---------- DATA FOR THIS TASK ----------

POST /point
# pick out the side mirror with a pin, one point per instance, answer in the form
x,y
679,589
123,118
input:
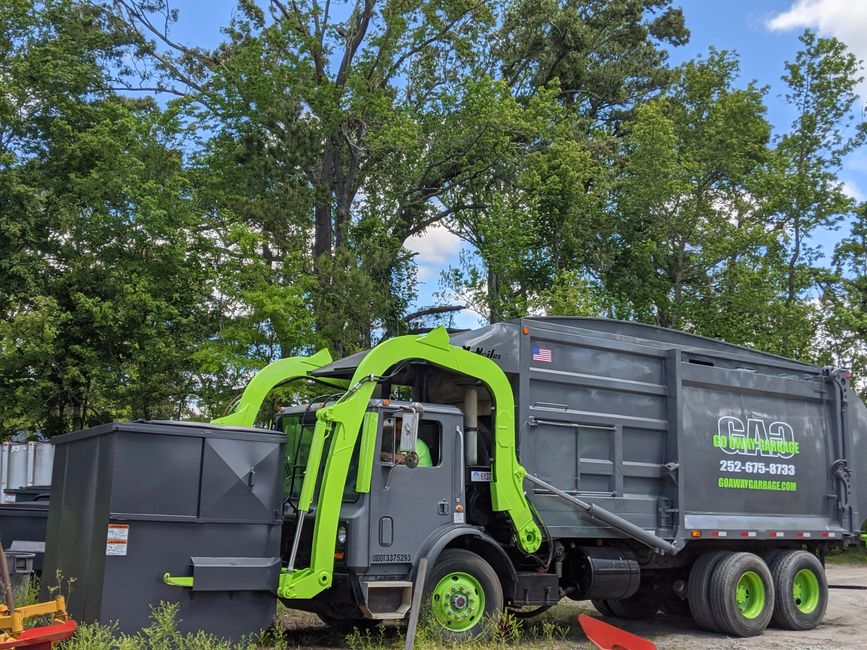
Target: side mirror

----------

For every line of the data above that contains "side", copy that line.

WRITTEN ANSWER:
# pick out the side mirror with a pin, one point per instance, answer in the form
Target: side mirror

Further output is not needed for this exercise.